[Excerpts of pointing data]
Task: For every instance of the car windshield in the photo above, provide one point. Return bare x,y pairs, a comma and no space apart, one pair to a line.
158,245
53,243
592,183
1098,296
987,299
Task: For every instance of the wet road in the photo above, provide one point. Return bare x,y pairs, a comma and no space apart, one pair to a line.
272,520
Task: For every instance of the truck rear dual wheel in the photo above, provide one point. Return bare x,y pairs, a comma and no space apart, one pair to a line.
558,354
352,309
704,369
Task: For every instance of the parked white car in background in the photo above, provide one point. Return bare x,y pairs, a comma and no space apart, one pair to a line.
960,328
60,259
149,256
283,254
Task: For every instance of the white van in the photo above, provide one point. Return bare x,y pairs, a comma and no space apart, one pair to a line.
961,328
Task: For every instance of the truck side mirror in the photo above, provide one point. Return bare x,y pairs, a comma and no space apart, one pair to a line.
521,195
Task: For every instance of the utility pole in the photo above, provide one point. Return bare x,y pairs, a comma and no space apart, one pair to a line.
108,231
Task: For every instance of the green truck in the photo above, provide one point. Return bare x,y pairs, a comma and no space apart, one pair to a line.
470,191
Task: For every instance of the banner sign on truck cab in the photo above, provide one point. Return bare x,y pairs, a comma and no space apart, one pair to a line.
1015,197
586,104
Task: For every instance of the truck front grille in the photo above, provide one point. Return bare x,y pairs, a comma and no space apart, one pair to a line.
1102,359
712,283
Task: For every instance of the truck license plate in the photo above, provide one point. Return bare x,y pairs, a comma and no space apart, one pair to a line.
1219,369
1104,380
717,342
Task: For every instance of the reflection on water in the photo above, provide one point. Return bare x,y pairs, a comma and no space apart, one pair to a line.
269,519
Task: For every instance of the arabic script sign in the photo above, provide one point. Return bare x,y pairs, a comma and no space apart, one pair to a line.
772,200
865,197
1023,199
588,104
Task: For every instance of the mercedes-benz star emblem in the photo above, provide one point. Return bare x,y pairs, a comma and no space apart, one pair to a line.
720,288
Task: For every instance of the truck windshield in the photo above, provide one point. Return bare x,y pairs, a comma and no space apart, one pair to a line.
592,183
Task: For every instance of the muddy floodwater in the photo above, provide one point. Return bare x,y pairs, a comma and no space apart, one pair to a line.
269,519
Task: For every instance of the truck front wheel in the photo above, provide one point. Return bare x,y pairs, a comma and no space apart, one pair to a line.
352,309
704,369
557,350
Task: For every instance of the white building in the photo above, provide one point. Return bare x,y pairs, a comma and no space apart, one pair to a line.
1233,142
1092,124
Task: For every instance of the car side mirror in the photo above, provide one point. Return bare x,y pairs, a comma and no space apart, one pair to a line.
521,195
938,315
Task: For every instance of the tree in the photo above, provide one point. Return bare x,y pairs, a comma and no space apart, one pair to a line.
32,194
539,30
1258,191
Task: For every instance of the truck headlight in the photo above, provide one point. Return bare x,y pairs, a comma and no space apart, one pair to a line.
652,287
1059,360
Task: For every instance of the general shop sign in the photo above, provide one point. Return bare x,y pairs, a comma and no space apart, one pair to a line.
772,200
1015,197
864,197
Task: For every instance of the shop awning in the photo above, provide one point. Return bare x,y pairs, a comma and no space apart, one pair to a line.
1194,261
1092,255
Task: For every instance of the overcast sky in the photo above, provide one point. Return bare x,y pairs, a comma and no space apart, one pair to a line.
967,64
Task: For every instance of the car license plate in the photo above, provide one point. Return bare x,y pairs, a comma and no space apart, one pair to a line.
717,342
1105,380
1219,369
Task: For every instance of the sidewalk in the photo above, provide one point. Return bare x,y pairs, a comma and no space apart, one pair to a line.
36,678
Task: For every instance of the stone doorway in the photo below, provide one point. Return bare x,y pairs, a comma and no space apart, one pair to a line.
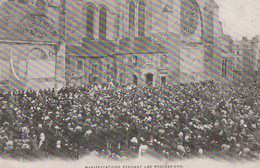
149,79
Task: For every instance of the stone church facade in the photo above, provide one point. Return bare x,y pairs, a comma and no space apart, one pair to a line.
142,41
125,41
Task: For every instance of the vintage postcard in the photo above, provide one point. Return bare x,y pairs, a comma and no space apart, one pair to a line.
129,83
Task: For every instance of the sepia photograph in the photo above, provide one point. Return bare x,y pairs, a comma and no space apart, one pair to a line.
129,83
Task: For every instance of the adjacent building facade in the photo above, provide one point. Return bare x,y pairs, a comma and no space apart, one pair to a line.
50,43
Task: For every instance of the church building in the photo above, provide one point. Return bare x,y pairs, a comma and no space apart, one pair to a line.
144,42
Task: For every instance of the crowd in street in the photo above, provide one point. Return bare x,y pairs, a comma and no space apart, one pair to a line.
182,121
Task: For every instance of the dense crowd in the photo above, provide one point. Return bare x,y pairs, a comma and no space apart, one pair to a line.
174,121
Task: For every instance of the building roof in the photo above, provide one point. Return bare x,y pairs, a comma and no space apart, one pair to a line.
25,22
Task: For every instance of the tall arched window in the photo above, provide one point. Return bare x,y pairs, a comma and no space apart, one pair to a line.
141,18
90,22
102,23
131,17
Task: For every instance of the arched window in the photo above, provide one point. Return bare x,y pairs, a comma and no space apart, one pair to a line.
36,54
131,17
102,23
141,18
90,22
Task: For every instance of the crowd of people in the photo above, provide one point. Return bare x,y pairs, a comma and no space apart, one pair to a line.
180,121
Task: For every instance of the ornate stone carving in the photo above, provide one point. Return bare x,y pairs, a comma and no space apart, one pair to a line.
189,16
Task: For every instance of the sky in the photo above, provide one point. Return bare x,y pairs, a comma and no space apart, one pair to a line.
240,17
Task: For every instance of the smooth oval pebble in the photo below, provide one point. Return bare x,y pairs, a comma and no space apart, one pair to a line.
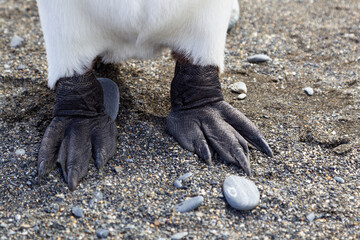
20,152
16,41
238,87
241,193
258,58
339,179
178,236
77,212
309,91
102,233
310,217
189,204
241,96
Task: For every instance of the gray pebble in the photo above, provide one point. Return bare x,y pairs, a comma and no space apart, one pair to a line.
178,236
309,91
77,212
189,204
98,196
17,217
20,152
310,217
16,41
238,87
241,96
241,193
339,179
258,58
21,67
178,182
102,233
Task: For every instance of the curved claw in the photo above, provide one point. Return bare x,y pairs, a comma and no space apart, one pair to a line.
217,127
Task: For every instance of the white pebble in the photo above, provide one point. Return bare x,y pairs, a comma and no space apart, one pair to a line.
20,152
16,41
309,91
189,205
258,58
339,179
310,217
241,96
178,236
241,193
238,87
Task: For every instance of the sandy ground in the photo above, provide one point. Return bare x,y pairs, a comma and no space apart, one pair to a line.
314,138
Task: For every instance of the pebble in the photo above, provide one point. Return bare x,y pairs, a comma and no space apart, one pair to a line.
16,41
77,212
339,179
238,87
20,152
21,67
241,193
309,91
310,217
258,58
98,196
178,236
189,204
241,96
102,233
178,182
17,217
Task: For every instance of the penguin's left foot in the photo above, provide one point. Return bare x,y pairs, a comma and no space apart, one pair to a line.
203,123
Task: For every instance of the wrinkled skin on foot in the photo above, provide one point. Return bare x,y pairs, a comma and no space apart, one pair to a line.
79,131
203,123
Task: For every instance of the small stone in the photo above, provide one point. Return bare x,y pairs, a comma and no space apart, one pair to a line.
241,96
98,196
16,41
241,193
238,87
258,58
310,217
102,233
77,212
309,91
189,204
339,179
118,169
178,236
17,217
21,67
178,182
20,152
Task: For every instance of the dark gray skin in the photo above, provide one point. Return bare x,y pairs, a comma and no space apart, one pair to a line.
200,120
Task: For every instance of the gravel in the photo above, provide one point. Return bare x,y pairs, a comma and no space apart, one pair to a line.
102,233
77,212
309,91
258,58
178,236
314,139
241,193
339,179
16,41
189,204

WHAT IS REQUIRED: Extract every line from the one containing "Task: For every instance of the penguin's" through the last line of the data, inclusive, exactly as written.

ANSWER FOR THIS EXERCISE:
Task: For every instance of the penguin's left foot in the photo above, provide one point. Return bare x,y pairs, a comma and no space apart, one pair to a line.
203,123
Task: For every instance of the wrinkled skin on foot in the photo above, provide one point. Return bare x,y pairs, a comma and no space apart, one pair to a line.
79,131
203,123
Task: For every instance of the small stone in the photo above, provide one point. Return bare x,y pairs, a comma and no space apart, one pair to a line.
241,96
98,196
16,41
241,193
238,87
258,58
310,217
102,233
77,212
309,91
189,204
339,179
118,169
178,236
17,217
21,67
178,182
20,152
Task: For every instance of the dark gray skin in the photo above, provide one point. Return bare x,y pairs, a comma and no space apart, one pair to a line.
200,120
Task: For every instance of the gravel in the photo above, provide one point. Return bare x,y pairs, a comma and no space apart, one pair to a line.
102,233
77,212
309,91
258,58
178,236
314,139
241,193
339,179
16,41
189,204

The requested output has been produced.